[Goal]
Edit the rows below from the line containing "Q: For each instance of the window" through the end of the rows, replacing "thickest part" with "widest part" and keeping every other character the same. Return only those lines.

(Records)
━━━━━━

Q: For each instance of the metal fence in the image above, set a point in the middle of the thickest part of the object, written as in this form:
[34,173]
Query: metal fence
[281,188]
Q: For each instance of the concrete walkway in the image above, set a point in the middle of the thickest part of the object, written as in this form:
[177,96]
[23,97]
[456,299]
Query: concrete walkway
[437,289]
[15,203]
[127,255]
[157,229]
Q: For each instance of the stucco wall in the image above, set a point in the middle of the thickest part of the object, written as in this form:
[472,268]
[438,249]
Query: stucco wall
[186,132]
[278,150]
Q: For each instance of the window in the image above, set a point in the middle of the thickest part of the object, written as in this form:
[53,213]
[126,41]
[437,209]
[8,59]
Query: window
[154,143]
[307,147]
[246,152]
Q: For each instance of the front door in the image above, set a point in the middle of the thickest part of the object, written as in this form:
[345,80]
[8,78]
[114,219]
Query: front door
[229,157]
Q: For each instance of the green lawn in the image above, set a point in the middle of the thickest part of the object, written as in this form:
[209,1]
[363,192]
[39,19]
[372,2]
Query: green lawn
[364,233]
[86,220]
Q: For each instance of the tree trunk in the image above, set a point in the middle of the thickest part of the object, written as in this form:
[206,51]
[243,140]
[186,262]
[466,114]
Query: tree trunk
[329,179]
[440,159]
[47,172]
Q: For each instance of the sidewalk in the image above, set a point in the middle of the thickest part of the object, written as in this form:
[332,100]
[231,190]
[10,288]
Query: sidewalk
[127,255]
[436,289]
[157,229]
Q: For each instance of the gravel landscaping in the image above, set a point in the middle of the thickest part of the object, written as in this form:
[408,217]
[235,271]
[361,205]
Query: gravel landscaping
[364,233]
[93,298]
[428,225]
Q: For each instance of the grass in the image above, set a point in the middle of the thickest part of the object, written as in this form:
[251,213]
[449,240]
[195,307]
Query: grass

━━━━━━

[Exercise result]
Q: For each instance of the window in the image above, set a point in the middle of the widest part of the object, written as in this form:
[53,213]
[126,41]
[437,209]
[8,59]
Query: window
[154,143]
[307,147]
[246,152]
Q: For each instance of the front door in the image above, set a point in the middle of the widest part of the object, written as in this form:
[345,80]
[8,78]
[114,219]
Query: front door
[229,157]
Q: For each instance of the green lawn in the image above, set a point in the middle of the widest part of the object, written as in this form:
[209,1]
[363,192]
[39,19]
[372,2]
Query: green lawn
[364,233]
[86,220]
Q: For each instance of the tree trunk in the image above, set a point in the middle of the widest part of the object, written as in this form:
[206,51]
[243,140]
[186,262]
[466,114]
Query: tree trunk
[329,179]
[440,159]
[47,172]
Q: For each instance of the sidewalk in the image above, set a point in the middle of the widest part of the object, written as in this form:
[332,100]
[231,190]
[10,288]
Query: sidewalk
[127,255]
[436,289]
[157,229]
Q: For each instance of the gravel landscaping in the image above, set a point in the middle of the widest part of the object, written as in this form:
[408,217]
[235,271]
[361,205]
Query: gravel landscaping
[364,233]
[93,298]
[428,225]
Q: For each instance of the grass in the image above, set a point in the middle of the widest part of the object, written as in this form:
[251,213]
[449,240]
[195,307]
Query: grass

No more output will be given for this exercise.